Saved data entries:
■ ■ ■

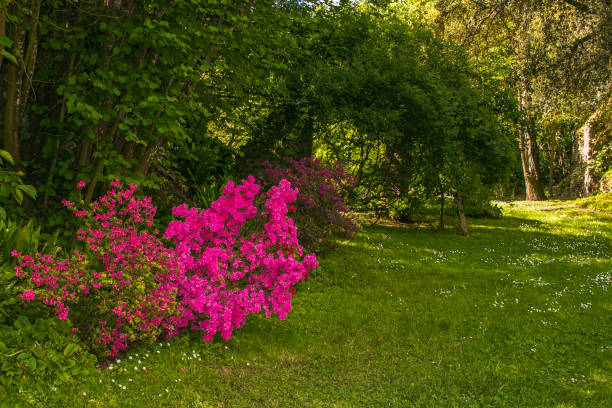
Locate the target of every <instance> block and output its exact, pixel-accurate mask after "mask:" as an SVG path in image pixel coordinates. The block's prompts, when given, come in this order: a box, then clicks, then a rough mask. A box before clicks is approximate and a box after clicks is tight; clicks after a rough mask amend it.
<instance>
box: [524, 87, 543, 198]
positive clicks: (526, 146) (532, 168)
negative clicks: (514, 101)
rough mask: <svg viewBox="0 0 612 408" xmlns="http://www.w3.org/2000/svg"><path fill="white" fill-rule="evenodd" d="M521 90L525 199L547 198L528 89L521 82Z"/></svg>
mask: <svg viewBox="0 0 612 408" xmlns="http://www.w3.org/2000/svg"><path fill="white" fill-rule="evenodd" d="M521 88H522V89H521V90H520V92H519V109H520V111H521V112H522V114H523V115H522V116H523V123H521V124H520V126H519V149H520V151H521V163H522V165H523V177H524V179H525V199H526V200H527V201H541V200H546V194H545V193H544V187H543V186H542V181H541V178H540V164H539V161H540V157H539V156H540V155H539V150H538V143H537V141H536V138H535V132H534V130H533V126H531V118H530V115H529V111H528V100H527V89H526V86H525V85H524V84H521Z"/></svg>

■ ■ ■

EXERCISE DETAILS:
Every record above should reappear exactly, with the pictures gone.

ANSWER AREA:
Locate the target of every <instance> block and output its exact, pixel-accurate mask after "mask:" as an SVG path in image pixel coordinates. The block's prompts, when given, come in this order: a box, then clicks, then a rough mask. A box before clicks is approximate and a box after clicks is tight; clicks after a rough mask amend it.
<instance>
box: [524, 87, 543, 198]
positive clicks: (526, 146) (532, 168)
negative clicks: (514, 101)
rough mask: <svg viewBox="0 0 612 408" xmlns="http://www.w3.org/2000/svg"><path fill="white" fill-rule="evenodd" d="M521 90L525 199L547 198L528 89L521 82Z"/></svg>
mask: <svg viewBox="0 0 612 408" xmlns="http://www.w3.org/2000/svg"><path fill="white" fill-rule="evenodd" d="M521 88H522V89H521V90H520V92H519V109H520V111H521V112H522V114H523V115H522V116H523V123H521V124H520V126H519V149H520V151H521V163H522V165H523V177H524V179H525V199H526V200H527V201H541V200H546V194H545V193H544V187H543V186H542V181H541V178H540V164H539V161H540V157H539V156H540V155H539V150H538V143H537V141H536V138H535V132H534V130H533V126H531V118H530V115H529V111H528V100H527V89H526V86H525V85H524V84H521Z"/></svg>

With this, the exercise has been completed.